Dataset records on object locations:
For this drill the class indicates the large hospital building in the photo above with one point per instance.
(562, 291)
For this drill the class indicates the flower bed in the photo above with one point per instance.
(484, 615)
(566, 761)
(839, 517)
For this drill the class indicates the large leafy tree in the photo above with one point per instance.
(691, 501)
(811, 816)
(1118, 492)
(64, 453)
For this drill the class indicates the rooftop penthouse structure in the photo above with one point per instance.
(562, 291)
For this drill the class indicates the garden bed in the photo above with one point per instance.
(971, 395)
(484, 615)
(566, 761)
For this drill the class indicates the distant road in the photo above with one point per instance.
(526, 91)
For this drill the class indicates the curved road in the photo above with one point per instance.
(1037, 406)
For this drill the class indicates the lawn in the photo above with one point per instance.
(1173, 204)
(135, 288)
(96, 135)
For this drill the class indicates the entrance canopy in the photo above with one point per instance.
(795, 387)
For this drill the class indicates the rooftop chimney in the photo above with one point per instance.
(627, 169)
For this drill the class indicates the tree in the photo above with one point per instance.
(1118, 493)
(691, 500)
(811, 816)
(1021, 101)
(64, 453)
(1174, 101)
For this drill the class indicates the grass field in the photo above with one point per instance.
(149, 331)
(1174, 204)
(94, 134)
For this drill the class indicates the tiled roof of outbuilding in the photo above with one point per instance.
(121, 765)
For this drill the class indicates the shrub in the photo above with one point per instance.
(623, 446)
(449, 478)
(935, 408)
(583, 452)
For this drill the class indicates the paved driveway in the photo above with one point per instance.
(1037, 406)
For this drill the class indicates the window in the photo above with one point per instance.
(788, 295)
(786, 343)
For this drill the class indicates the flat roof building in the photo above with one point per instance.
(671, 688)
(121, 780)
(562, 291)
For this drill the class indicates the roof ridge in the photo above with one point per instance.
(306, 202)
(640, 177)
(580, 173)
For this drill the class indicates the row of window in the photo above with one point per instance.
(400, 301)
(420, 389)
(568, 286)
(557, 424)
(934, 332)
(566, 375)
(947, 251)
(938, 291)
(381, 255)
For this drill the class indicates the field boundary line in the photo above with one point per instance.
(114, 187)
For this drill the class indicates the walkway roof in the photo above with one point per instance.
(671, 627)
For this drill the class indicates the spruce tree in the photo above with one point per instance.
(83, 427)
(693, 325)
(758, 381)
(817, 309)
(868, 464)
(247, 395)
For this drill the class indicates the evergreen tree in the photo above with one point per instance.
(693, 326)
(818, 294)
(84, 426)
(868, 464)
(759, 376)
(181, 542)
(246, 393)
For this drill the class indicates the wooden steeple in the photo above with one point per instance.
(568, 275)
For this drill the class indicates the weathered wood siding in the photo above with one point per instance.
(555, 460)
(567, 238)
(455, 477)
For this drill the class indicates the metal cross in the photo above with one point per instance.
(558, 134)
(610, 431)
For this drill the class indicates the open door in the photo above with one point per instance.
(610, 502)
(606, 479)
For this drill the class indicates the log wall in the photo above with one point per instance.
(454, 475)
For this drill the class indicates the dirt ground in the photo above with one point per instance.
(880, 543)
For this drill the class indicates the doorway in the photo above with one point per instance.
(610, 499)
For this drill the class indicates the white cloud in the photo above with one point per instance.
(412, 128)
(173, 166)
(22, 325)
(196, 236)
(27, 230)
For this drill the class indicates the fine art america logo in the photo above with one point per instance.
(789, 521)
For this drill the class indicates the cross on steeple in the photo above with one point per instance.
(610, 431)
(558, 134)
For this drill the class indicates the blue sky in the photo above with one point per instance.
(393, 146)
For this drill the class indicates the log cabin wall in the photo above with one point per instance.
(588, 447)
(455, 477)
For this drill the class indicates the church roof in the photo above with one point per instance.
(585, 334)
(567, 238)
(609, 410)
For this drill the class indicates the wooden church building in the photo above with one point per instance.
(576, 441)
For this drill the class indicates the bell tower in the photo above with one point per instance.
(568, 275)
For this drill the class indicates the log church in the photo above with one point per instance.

Exercise: Can you lay out every line of the listing above as a Markdown table with the columns "Row" and "Listing line," numbering each row and leaving out blank lines?

Response below:
| Row | Listing line |
|---|---|
| 1 | For this drill the class indicates the large hospital building in the photo above with one point per instance. |
| 2 | (562, 291) |
| 3 | For this drill the class indicates the flower bed in the photo above with one point per instance. |
| 4 | (484, 615) |
| 5 | (566, 761) |
| 6 | (839, 517) |
| 7 | For this drill the class indicates the large leafy tree in the photo above with one point per instance. |
| 8 | (691, 501) |
| 9 | (811, 816) |
| 10 | (1118, 492) |
| 11 | (64, 453) |
| 12 | For this drill the class indicates the rooftop penthouse structure in the photo above with one point per instance. |
| 13 | (562, 291) |
| 14 | For this drill the class indicates the garden bed in the photo above with one point per instance. |
| 15 | (971, 395) |
| 16 | (484, 615) |
| 17 | (566, 761) |
| 18 | For this drill the class indicates the distant road in the photo above with one point per instance. |
| 19 | (526, 91) |
| 20 | For this drill the class indicates the curved road in the photo above with one point per instance. |
| 21 | (1037, 406) |
| 22 | For this drill the class indicates the lawn in the photo above with one point per instance. |
| 23 | (1173, 204) |
| 24 | (135, 288) |
| 25 | (96, 135) |
| 26 | For this drill the class indicates the entrance canopy in the photo above with one point per instance. |
| 27 | (795, 387) |
| 28 | For this drill the class indicates the rooftop chimney in the photo above with one point per instance. |
| 29 | (627, 169) |
| 30 | For this drill the class indicates the tree in the photo above with one point per instance. |
| 31 | (1118, 493) |
| 32 | (691, 500) |
| 33 | (811, 816) |
| 34 | (1021, 101) |
| 35 | (64, 453) |
| 36 | (1174, 101) |
| 37 | For this drill the class indicates the grass field in the photo above with one point per instance. |
| 38 | (149, 331) |
| 39 | (1174, 204) |
| 40 | (94, 134) |
| 41 | For this drill the class indicates the tiled roof of outbuilding in the photo above with one point per instance. |
| 42 | (121, 765) |
| 43 | For this drill the class indicates the shrub in the photo above with one point per instance. |
| 44 | (623, 446) |
| 45 | (449, 478) |
| 46 | (935, 408) |
| 47 | (583, 452) |
| 48 | For this drill the class indicates the paved driveway in the photo above with one point per instance. |
| 49 | (1037, 406) |
| 50 | For this drill the class indicates the window in the photo above with one point per instance. |
| 51 | (788, 295) |
| 52 | (786, 343) |
| 53 | For this drill the class indicates the flat roof building in the photo above with one point per instance. |
| 54 | (671, 688) |
| 55 | (121, 780) |
| 56 | (562, 291) |
| 57 | For this drill the class indicates the roof ridge in the photo above with one point per instance. |
| 58 | (306, 202) |
| 59 | (640, 177) |
| 60 | (580, 173) |
| 61 | For this drill the class indicates the row of window in the photo above with one point per instance. |
| 62 | (400, 301) |
| 63 | (420, 389) |
| 64 | (568, 286) |
| 65 | (557, 424) |
| 66 | (934, 332) |
| 67 | (566, 375) |
| 68 | (947, 251) |
| 69 | (938, 291) |
| 70 | (381, 255) |
| 71 | For this drill the class indicates the field boundary line in the photo above with one point per instance. |
| 72 | (114, 187) |
| 73 | For this drill the class indicates the walkway roof in the photo above with one point per instance. |
| 74 | (671, 627) |
| 75 | For this drill the class indicates the spruce tree in the photo above with one point per instance. |
| 76 | (83, 427) |
| 77 | (693, 325) |
| 78 | (758, 381) |
| 79 | (817, 309) |
| 80 | (868, 464) |
| 81 | (247, 395) |
| 82 | For this drill the class indicates the evergreen tree in the photo above with one point per instance. |
| 83 | (693, 326) |
| 84 | (818, 294) |
| 85 | (84, 426) |
| 86 | (868, 464) |
| 87 | (759, 376) |
| 88 | (181, 542) |
| 89 | (246, 393) |
| 90 | For this drill the class indicates the wooden steeple in the photo above with one point per instance. |
| 91 | (568, 275) |
| 92 | For this drill the class indicates the weathered wood siding in the photo above with one point per instance. |
| 93 | (555, 460) |
| 94 | (567, 238) |
| 95 | (455, 477) |
| 96 | For this drill the class indicates the metal cross in the photo above with one point per instance. |
| 97 | (558, 134) |
| 98 | (610, 431) |
| 99 | For this drill the class indicates the open door in the photo above with one point per instance. |
| 100 | (610, 502) |
| 101 | (606, 479) |
| 102 | For this drill the class indicates the log wall in the photo above with one point per instance. |
| 103 | (454, 475) |
| 104 | For this drill the class indicates the dirt ground in the photo above with one point per instance. |
| 105 | (880, 543) |
| 106 | For this drill the class indicates the doorway in the photo above with one point per instance. |
| 107 | (610, 499) |
| 108 | For this drill the class indicates the white cloud in the photo above with one point per instance. |
| 109 | (412, 128) |
| 110 | (173, 166) |
| 111 | (22, 325) |
| 112 | (196, 236) |
| 113 | (27, 230) |
| 114 | For this drill the class indicates the fine art america logo in the photo above with one point per instance. |
| 115 | (789, 521) |
| 116 | For this drill the class indicates the cross on steeple in the photo above with one point per instance. |
| 117 | (610, 431) |
| 118 | (558, 134) |
| 119 | For this drill the class indicates the blue sky in the photo above with one point per instance. |
| 120 | (393, 146) |
| 121 | For this drill the class indicates the log cabin wall in the photo above with one point per instance. |
| 122 | (588, 447) |
| 123 | (455, 477) |
| 124 | For this drill the class indicates the church roof in the photo above with one point per instance. |
| 125 | (585, 334) |
| 126 | (567, 238) |
| 127 | (609, 410) |
| 128 | For this drill the class indicates the wooden church building in the photo above with one point per instance. |
| 129 | (576, 441) |
| 130 | For this drill the class indicates the bell tower in the photo above with one point per instance. |
| 131 | (568, 275) |
| 132 | For this drill the class indicates the log church in the photo above with one point per instance. |